## BEGIN SUPPLIED DATA

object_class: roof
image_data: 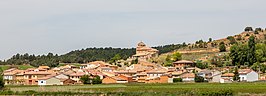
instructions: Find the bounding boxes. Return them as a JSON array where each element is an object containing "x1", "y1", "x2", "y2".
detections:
[
  {"x1": 174, "y1": 60, "x2": 194, "y2": 64},
  {"x1": 115, "y1": 70, "x2": 137, "y2": 74},
  {"x1": 138, "y1": 41, "x2": 146, "y2": 46},
  {"x1": 199, "y1": 69, "x2": 212, "y2": 74},
  {"x1": 222, "y1": 73, "x2": 235, "y2": 77},
  {"x1": 38, "y1": 66, "x2": 50, "y2": 69},
  {"x1": 69, "y1": 72, "x2": 86, "y2": 76},
  {"x1": 110, "y1": 76, "x2": 126, "y2": 81},
  {"x1": 147, "y1": 71, "x2": 166, "y2": 74},
  {"x1": 181, "y1": 73, "x2": 195, "y2": 78},
  {"x1": 238, "y1": 69, "x2": 253, "y2": 75},
  {"x1": 136, "y1": 72, "x2": 147, "y2": 75},
  {"x1": 24, "y1": 71, "x2": 52, "y2": 75},
  {"x1": 38, "y1": 74, "x2": 58, "y2": 80}
]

## END SUPPLIED DATA

■ PROBLEM REQUIREMENTS ■
Switch "bounding boxes" to "bounding rectangles" throughout the lines above and write them out again with nothing else changed, leaving out the pictures.

■ CORRECT RESPONSE ■
object_class: roof
image_data: 
instructions: Find the bounding rectangles. Return them as a JSON array where each element is an object containing "x1", "y1", "x2", "y2".
detections:
[
  {"x1": 174, "y1": 60, "x2": 194, "y2": 64},
  {"x1": 115, "y1": 70, "x2": 137, "y2": 74},
  {"x1": 138, "y1": 41, "x2": 146, "y2": 46},
  {"x1": 199, "y1": 69, "x2": 212, "y2": 74},
  {"x1": 222, "y1": 73, "x2": 235, "y2": 77},
  {"x1": 38, "y1": 66, "x2": 50, "y2": 69},
  {"x1": 69, "y1": 72, "x2": 86, "y2": 76},
  {"x1": 110, "y1": 76, "x2": 126, "y2": 81},
  {"x1": 147, "y1": 71, "x2": 166, "y2": 74},
  {"x1": 181, "y1": 73, "x2": 195, "y2": 78},
  {"x1": 238, "y1": 69, "x2": 253, "y2": 75},
  {"x1": 136, "y1": 72, "x2": 147, "y2": 75},
  {"x1": 24, "y1": 71, "x2": 52, "y2": 75},
  {"x1": 38, "y1": 74, "x2": 58, "y2": 80}
]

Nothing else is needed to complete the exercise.